ルシファーは彼の陰謀を実行する為に蛇を使つた。何故なれば蛇は神が創造された野の生き物の中で最も陰険狡猾であつたからである。斯くしてルシファーは蛇を通じて斯う云つた、『神眞に汝等園の諸ての樹の果は食らふべからずと云ひ給ひしや、婦蛇に云ひけるは我等園の樹の果を食ふ事を得、然ど園の中央に在る樹の果実をば神汝等之をを食らふべからず、又之に触るべからず、恐らくは汝等死なんと云ひ給へり、蛇婦に云ひけるは汝等必ず死ぬる事あらじ、神汝等が之を食ふに善く、目に美麗はしく且つ知恵からんが為に慕わしき樹なるによりて遂に其の果実取りて食ひ、亦之を己と智なる夫に與へければ彼食へり』(創世記三章一~六節)

提供一覧 ->
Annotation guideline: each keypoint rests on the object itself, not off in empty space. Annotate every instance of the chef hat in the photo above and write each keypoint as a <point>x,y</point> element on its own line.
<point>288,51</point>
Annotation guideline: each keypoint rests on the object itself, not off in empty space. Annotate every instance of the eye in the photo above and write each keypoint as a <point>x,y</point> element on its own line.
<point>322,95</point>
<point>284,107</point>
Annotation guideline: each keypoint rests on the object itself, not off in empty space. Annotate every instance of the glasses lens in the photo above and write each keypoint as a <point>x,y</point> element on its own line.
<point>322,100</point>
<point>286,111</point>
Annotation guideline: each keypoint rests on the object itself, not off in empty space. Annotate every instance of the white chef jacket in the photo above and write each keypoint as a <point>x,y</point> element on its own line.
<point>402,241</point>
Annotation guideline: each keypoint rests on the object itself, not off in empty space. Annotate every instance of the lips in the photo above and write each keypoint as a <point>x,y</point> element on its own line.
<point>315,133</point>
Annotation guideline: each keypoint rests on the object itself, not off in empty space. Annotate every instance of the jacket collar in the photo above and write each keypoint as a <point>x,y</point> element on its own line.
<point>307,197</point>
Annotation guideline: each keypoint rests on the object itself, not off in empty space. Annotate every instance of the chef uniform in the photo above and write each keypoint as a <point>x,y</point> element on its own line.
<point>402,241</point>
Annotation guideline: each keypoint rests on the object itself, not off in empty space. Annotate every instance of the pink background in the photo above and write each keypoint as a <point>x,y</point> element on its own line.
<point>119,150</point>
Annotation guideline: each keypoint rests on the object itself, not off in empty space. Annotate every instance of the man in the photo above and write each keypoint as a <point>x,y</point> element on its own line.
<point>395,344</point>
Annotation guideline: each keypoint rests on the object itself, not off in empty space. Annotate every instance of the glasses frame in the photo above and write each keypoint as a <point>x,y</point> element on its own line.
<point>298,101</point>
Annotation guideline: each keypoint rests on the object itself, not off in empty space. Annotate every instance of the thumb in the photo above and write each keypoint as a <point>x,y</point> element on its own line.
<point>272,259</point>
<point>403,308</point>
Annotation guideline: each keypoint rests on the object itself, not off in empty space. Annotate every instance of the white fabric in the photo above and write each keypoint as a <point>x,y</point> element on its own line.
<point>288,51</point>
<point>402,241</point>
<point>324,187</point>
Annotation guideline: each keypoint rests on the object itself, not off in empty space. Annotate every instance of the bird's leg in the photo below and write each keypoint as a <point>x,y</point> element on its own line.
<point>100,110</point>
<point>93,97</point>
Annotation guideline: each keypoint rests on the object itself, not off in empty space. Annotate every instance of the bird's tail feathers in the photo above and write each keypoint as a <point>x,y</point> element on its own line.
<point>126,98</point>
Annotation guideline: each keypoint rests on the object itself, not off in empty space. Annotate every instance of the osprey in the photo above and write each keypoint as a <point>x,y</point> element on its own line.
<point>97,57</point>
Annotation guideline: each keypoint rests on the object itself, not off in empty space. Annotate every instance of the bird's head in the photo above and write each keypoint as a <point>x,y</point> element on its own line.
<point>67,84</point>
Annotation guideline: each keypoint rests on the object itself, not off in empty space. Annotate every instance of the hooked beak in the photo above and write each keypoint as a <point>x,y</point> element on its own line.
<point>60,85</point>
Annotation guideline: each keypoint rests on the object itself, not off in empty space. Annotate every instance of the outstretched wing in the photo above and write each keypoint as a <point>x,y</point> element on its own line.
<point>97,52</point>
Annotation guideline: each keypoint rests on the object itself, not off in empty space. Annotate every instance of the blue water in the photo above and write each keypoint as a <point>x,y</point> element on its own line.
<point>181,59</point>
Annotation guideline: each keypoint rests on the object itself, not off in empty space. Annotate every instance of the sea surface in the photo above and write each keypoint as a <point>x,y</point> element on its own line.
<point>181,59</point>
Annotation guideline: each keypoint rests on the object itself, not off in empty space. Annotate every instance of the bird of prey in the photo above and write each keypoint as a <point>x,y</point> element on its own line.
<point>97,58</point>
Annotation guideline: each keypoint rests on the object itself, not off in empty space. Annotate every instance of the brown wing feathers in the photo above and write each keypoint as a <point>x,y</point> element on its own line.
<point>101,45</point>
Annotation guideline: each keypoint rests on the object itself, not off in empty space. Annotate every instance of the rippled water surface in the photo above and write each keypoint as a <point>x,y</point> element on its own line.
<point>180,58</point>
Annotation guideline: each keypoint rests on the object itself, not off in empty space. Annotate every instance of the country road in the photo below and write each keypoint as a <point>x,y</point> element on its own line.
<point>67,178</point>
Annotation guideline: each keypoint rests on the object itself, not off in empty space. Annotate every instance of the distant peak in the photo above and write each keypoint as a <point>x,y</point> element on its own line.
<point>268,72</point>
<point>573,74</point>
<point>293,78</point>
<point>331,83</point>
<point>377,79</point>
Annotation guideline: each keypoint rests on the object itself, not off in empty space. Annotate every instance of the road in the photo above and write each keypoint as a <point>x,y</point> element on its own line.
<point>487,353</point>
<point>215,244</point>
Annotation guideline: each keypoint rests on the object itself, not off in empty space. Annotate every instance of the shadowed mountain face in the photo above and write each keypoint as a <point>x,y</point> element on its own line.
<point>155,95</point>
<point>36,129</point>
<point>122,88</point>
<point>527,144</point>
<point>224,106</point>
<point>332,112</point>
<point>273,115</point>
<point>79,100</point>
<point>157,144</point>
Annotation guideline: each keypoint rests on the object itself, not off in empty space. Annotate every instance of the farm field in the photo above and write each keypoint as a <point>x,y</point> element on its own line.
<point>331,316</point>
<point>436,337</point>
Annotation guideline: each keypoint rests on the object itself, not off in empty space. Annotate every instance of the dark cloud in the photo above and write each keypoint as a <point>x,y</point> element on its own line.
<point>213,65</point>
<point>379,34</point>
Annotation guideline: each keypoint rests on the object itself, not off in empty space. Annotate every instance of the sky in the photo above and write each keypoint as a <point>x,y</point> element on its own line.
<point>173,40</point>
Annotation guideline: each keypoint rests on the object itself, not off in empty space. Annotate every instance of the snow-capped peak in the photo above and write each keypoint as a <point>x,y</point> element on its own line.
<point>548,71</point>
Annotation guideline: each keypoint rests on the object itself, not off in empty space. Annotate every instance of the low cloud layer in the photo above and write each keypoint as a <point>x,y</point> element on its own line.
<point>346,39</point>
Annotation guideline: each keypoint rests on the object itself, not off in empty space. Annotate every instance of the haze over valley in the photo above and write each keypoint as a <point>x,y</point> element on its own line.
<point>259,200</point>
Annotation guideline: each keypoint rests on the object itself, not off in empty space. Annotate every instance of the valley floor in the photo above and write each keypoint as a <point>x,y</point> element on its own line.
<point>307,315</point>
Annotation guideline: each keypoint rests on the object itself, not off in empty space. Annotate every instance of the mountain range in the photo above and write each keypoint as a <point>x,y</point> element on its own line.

課題 1 ->
ルシファーと蛇についての文章によれば、ルシファーが陰謀の実行に蛇を使ったのはなぜですか。
課題 2 ->
ルシファーと蛇についての文章にある「ルシファーは彼の陰謀を実行する為に蛇を使つた。」を英語に翻訳してください。
課題 3 ->
ルシファーと蛇についての文章を、最後の文の後から書き継いでください。
一覧を参照する必要はありません。

回答 1 ->
蛇が、神の創造された野の生き物の中で最も陰険狡猾であったからです。

回答 2 ->
Lucifer used the serpent to carry out his scheme.

回答 3 ->
神は此の樹の果を食ふた者は知恵を得ると宣言されてゐる。此の禁ぜられる樹の果を食らふたアダムとエバの知恵は其の結果として神が発表された律法の如くに増し加わった、彼等は己が行つた悪を認識してエデンの園の樹の間に己が身体を隠して神の御前より避けたのである。彼等は神の御前に召喚された。彼等は悪をなした事を自白した。其処で神は彼等に対して左の如く宣言を與へられたのである、

『婦(をんな)に言い給ひけるは我大に汝の懐妊の苦しみを増すべし、汝は苦しみて子を産まん、又汝は夫を慕ひ、彼は汝を治めん。又アダムに言ひ給ひけるは汝その妻の言を聴きて我が汝に命じて食ふ可からずと云ひたる樹の果を食ひしに因りて土は汝の為に呪はる。汝は一生の間労苦(くるし)みて其より食を得ん。土は茨と薊とを汝の為に生ずべし、また汝の野の草木を食ふべし。汝は面に汗して食物を食ひ、終に土に還らん。其は其の中より汝は取られたればなり。汝は塵なれば塵に還るべきなり』(創世記三章十六~十九節)

聖書はエデンの園に於ける果樹の三種を説明して、第一は『観るに美麗しく食ふによき諸々の樹』と、第二は『園の中央に在る生命の樹』と、第三は『善悪を知るの樹』と区別してゐる(創世記二章九節)。神はアダムに向つて益になる樹の果は皆食ふてもよいと告げられた『エホバ神その人を取りて彼をエデンの園に置き、之を埋め之を守らしめ給へり、エホバ神其の人に命じて言ひ給ひけるは園の各種(すべて)の樹の果は汝意のまゝに食ふ事を得、然ど善悪を知るの樹は汝その果を食ふべからず。汝之を食ふ日には必ず死ぬべければなり』(創世記二章十五~十七節)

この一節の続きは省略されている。